TASK TO CARRY OUT: Please repeat the records exactly, keeping the pictures out.

Saved entries:

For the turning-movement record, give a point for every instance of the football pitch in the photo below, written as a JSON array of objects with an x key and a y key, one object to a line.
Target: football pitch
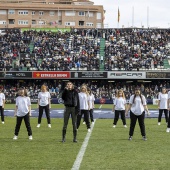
[{"x": 104, "y": 148}]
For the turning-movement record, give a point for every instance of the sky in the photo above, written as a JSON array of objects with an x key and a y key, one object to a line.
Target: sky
[{"x": 136, "y": 13}]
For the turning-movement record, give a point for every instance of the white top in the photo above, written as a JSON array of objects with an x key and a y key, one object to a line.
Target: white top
[
  {"x": 91, "y": 100},
  {"x": 22, "y": 103},
  {"x": 2, "y": 97},
  {"x": 83, "y": 99},
  {"x": 44, "y": 98},
  {"x": 119, "y": 103},
  {"x": 163, "y": 99},
  {"x": 137, "y": 107}
]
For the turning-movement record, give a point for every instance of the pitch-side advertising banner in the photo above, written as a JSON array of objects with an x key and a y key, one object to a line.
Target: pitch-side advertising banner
[{"x": 126, "y": 75}]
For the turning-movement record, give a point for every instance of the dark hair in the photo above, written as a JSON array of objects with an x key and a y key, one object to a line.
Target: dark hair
[
  {"x": 88, "y": 89},
  {"x": 140, "y": 98},
  {"x": 25, "y": 92}
]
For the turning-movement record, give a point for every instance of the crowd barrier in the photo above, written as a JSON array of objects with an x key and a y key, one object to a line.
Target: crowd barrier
[
  {"x": 85, "y": 75},
  {"x": 97, "y": 101}
]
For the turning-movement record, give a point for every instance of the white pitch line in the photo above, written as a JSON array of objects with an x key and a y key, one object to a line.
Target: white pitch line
[{"x": 80, "y": 155}]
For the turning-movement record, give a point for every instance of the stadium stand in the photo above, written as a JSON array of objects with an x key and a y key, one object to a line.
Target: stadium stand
[{"x": 86, "y": 49}]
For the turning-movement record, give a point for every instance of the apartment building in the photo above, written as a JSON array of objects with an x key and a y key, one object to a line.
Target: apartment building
[{"x": 50, "y": 14}]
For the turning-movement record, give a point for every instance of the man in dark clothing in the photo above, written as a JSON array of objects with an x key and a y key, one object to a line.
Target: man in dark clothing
[{"x": 72, "y": 106}]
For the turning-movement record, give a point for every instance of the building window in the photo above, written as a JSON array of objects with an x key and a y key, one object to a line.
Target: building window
[
  {"x": 2, "y": 12},
  {"x": 33, "y": 21},
  {"x": 81, "y": 13},
  {"x": 11, "y": 21},
  {"x": 81, "y": 23},
  {"x": 11, "y": 11},
  {"x": 41, "y": 22},
  {"x": 89, "y": 14},
  {"x": 3, "y": 22},
  {"x": 52, "y": 13},
  {"x": 69, "y": 23},
  {"x": 23, "y": 12},
  {"x": 22, "y": 22},
  {"x": 69, "y": 13},
  {"x": 89, "y": 24},
  {"x": 59, "y": 13},
  {"x": 99, "y": 25},
  {"x": 99, "y": 15},
  {"x": 60, "y": 22},
  {"x": 41, "y": 12}
]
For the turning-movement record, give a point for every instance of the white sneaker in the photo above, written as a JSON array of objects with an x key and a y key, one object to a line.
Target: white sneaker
[
  {"x": 30, "y": 138},
  {"x": 168, "y": 130},
  {"x": 15, "y": 137}
]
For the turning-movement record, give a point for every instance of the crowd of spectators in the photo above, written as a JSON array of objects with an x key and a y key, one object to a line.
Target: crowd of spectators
[
  {"x": 79, "y": 49},
  {"x": 100, "y": 89},
  {"x": 129, "y": 49}
]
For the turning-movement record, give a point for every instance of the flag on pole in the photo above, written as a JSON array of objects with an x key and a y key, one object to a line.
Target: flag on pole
[{"x": 118, "y": 17}]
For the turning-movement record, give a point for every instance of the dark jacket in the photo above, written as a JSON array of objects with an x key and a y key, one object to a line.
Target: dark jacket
[{"x": 71, "y": 98}]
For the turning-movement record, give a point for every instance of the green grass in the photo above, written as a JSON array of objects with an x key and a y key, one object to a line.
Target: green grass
[
  {"x": 61, "y": 106},
  {"x": 108, "y": 147}
]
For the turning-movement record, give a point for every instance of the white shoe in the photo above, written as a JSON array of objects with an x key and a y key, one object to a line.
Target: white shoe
[
  {"x": 15, "y": 137},
  {"x": 168, "y": 130},
  {"x": 30, "y": 138}
]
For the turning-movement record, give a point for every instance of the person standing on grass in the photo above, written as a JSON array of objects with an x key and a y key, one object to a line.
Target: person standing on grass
[
  {"x": 44, "y": 103},
  {"x": 137, "y": 106},
  {"x": 168, "y": 126},
  {"x": 91, "y": 105},
  {"x": 119, "y": 108},
  {"x": 2, "y": 105},
  {"x": 91, "y": 100},
  {"x": 163, "y": 105},
  {"x": 84, "y": 107},
  {"x": 72, "y": 106},
  {"x": 22, "y": 111}
]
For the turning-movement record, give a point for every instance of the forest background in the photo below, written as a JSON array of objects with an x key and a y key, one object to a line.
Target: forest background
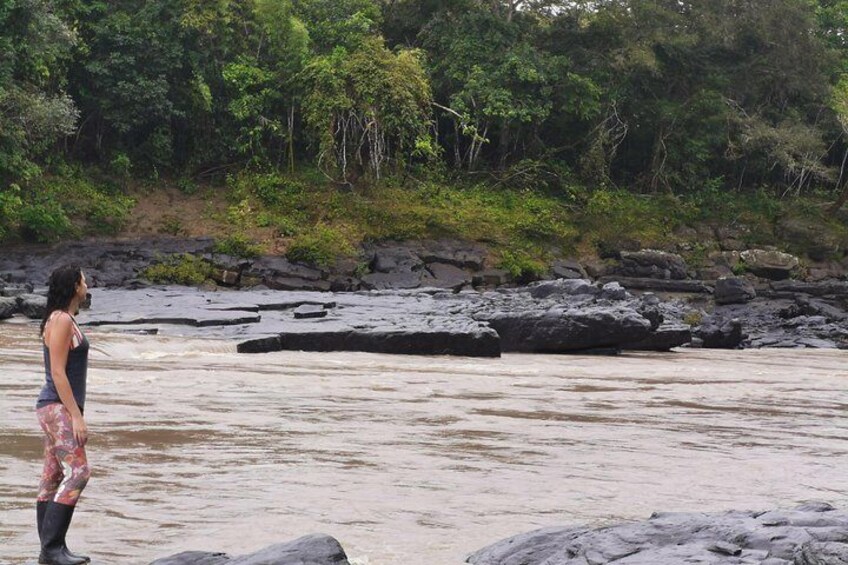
[{"x": 539, "y": 127}]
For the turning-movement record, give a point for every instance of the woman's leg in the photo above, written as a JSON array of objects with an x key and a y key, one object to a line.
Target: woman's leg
[
  {"x": 70, "y": 458},
  {"x": 66, "y": 470}
]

PROBLEM SOLUTION:
For the turning-movement record, give a point for every instance of the football pitch in the photo below, written as a JSON array of objects with an x key and a y key, one object to a line.
Target: football pitch
[{"x": 104, "y": 148}]
For the turning-movement record, give a point for every instance of the sky in the photo above, written as a JSON array of objects with an x key and a y key, one object to a line.
Target: sky
[{"x": 136, "y": 13}]
For the turning-movement record, give a point for every instance of the white top in the photo above, written as a JSON array of objects with an x key and a y key, one object to a line.
Target: white top
[
  {"x": 91, "y": 100},
  {"x": 22, "y": 103},
  {"x": 2, "y": 97},
  {"x": 83, "y": 99},
  {"x": 44, "y": 98},
  {"x": 119, "y": 103},
  {"x": 163, "y": 99},
  {"x": 137, "y": 107}
]
For the turning-movement record, give a point for every instance of the pitch-side advertising banner in the photo above, written as a JSON array of objects with an x key and a y key, one object to a line.
Target: pitch-side advertising banner
[{"x": 126, "y": 75}]
For the turning-movement record, give a point for every instance of the dark hair in the photo above, written as a JSON array of objects with an x key and a y key, one object to a line.
Target: dark hair
[
  {"x": 88, "y": 89},
  {"x": 140, "y": 98},
  {"x": 25, "y": 92}
]
For the turning-movement record, give a point for every instance of the crowd barrier in the photo above, written as a JSON array of objects with an x key and a y key, one object to a line.
Target: crowd barrier
[
  {"x": 85, "y": 75},
  {"x": 97, "y": 101}
]
For the turning-movement record, give a point for every instance of the white pitch line in the photo above, written as a JSON array of objects with an x key and a y key, one object to a line.
Target: white pitch line
[{"x": 80, "y": 155}]
For the turning-movement record, give a point for every instance of the stadium stand in the photo above, written as a JSON array of objects with an x key and a y key, one object to a line.
Target: stadium stand
[{"x": 86, "y": 49}]
For the turning-movement record, give a point for every instance of the apartment building in the photo above, written as a JSON array of objects with an x key and a y key, one object to a line.
Target: apartment building
[{"x": 50, "y": 14}]
For the turning-movement record, give a point for every instance of the man in dark clothing in the photo above, written as a JSON array of objects with an x key and a y key, one object to a line.
Target: man in dark clothing
[{"x": 72, "y": 106}]
For the turning-movement record, give a point for every instance of the building window in the photo above, written as a JSON array of objects with an x key and a y key, one object to a line.
Target: building window
[
  {"x": 2, "y": 12},
  {"x": 33, "y": 21},
  {"x": 81, "y": 13},
  {"x": 11, "y": 21},
  {"x": 81, "y": 23},
  {"x": 11, "y": 11},
  {"x": 41, "y": 22},
  {"x": 89, "y": 14},
  {"x": 3, "y": 22},
  {"x": 52, "y": 13},
  {"x": 69, "y": 23},
  {"x": 23, "y": 12},
  {"x": 22, "y": 22},
  {"x": 69, "y": 13},
  {"x": 89, "y": 24},
  {"x": 59, "y": 13},
  {"x": 99, "y": 25},
  {"x": 99, "y": 15},
  {"x": 60, "y": 22},
  {"x": 41, "y": 12}
]
For the turning-movement record, give a point for every instance of the white sneaker in the photo above, written as a JSON array of objects with an x key and a y key, one object to a line.
Target: white sneaker
[
  {"x": 30, "y": 138},
  {"x": 168, "y": 130},
  {"x": 15, "y": 137}
]
For the turning-movement record, give a point for every instance of the crowd of spectators in the photo above, written as a JSON array of objects with an x key and a y key, one object to a line.
Target: crowd of spectators
[
  {"x": 79, "y": 49},
  {"x": 100, "y": 89},
  {"x": 129, "y": 49}
]
For the turning-movement record, give a point for every instance of the flag on pole in the photo above, written as a JSON array of objects with an x key and a y key, one object to a line.
Target: flag on pole
[{"x": 118, "y": 17}]
For the turning-movement record, give a point for every instance of the dark jacket in the photo above, written as a JSON array of objects with an x key and a y key, one object to a line.
Target: dark jacket
[{"x": 71, "y": 98}]
For the turning-movement record, give a point for every instance of the green grass in the photo above, written as a JSON array of objects with an x key and a y key, one object to a line.
Target: green grass
[
  {"x": 61, "y": 106},
  {"x": 108, "y": 147}
]
For the turning-movement record, give a point for every instance of the white shoe in the photo above, written as a JSON array of objects with an x key and a y key, one object to a line.
Target: white shoe
[
  {"x": 15, "y": 137},
  {"x": 168, "y": 130},
  {"x": 30, "y": 138}
]
For the turning-movement record, give a point for every instance of the person standing on grass in the photo above, written as a JSON array of objects with an x key and a y key, one object to a line.
Target: person standing on grass
[
  {"x": 44, "y": 103},
  {"x": 137, "y": 106},
  {"x": 168, "y": 126},
  {"x": 91, "y": 105},
  {"x": 119, "y": 108},
  {"x": 2, "y": 105},
  {"x": 91, "y": 100},
  {"x": 163, "y": 105},
  {"x": 84, "y": 107},
  {"x": 72, "y": 106},
  {"x": 22, "y": 111}
]
For the turning-movement record, give a point for every instance of the forest background in the photo below, written as a JSON array of objects with an x key and a y key, one object to a line.
Target: forest background
[{"x": 539, "y": 127}]
For the turning-movement record, give a point for every instance of the woman's leg in the photo above, written as a JSON array of objects with an x key and a y key, one object to a line.
Target: woman's leg
[
  {"x": 70, "y": 458},
  {"x": 66, "y": 470}
]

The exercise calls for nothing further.